## TASK OBJECTIVE:
Copy word for word everything in the records below, from the line containing "Batch task #47: Identify and box every orange" down to the line containing "[0,324,104,575]", including both of those lines.

## EXERCISE DATA:
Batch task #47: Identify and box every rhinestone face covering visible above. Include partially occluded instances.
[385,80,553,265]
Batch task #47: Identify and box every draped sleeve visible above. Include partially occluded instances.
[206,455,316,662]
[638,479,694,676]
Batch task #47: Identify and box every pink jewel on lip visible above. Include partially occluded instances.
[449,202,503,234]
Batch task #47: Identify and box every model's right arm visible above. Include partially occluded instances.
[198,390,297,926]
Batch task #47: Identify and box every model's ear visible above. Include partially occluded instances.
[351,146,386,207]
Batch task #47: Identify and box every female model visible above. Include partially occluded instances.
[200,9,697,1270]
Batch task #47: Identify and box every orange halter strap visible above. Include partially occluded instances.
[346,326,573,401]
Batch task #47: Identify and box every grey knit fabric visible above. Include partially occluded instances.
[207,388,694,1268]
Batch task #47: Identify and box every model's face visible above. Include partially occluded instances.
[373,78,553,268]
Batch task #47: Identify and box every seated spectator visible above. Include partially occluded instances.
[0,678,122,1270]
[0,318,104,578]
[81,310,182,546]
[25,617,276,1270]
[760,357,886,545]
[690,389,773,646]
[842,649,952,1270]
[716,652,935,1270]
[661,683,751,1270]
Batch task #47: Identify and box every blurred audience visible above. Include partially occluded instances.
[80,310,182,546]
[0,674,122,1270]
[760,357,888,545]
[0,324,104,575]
...
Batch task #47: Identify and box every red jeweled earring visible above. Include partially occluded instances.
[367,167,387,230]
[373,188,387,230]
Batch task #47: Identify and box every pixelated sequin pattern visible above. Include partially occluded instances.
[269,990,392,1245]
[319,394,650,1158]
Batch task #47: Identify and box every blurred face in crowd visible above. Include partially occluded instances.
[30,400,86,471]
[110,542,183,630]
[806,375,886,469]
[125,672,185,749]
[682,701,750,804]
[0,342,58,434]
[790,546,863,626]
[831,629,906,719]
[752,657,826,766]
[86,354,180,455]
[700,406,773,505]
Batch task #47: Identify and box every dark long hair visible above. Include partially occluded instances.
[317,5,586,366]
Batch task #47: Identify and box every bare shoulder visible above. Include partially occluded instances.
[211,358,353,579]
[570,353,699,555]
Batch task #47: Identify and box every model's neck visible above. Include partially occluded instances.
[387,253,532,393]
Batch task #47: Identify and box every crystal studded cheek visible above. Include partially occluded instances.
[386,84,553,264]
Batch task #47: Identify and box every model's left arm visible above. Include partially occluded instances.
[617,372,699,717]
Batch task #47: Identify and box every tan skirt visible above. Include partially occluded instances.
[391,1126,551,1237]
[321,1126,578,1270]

## OUTPUT OF THE TASK:
Batch task #47: Identify and box every orange halter strap visible above. Include partially occluded instances.
[346,326,573,401]
Batch task #47: Identify and box every grey knit fabric visible above. Include partially occluded instances.
[207,388,694,1268]
Batch task #47: Identify and box every model's face visible above. Include partially occluded instances.
[373,78,553,268]
Batch task #47: Identify and box every seated spectator visible above. Include partially occluded instances.
[0,678,122,1270]
[0,318,104,578]
[81,310,182,546]
[25,617,276,1270]
[760,357,886,545]
[690,389,773,646]
[842,649,952,1270]
[716,652,935,1270]
[661,683,751,1270]
Batch task #47: Identify and box every blurred audience visible above. Include partially occluded instances.
[80,310,182,546]
[0,674,122,1270]
[760,357,888,545]
[0,324,104,575]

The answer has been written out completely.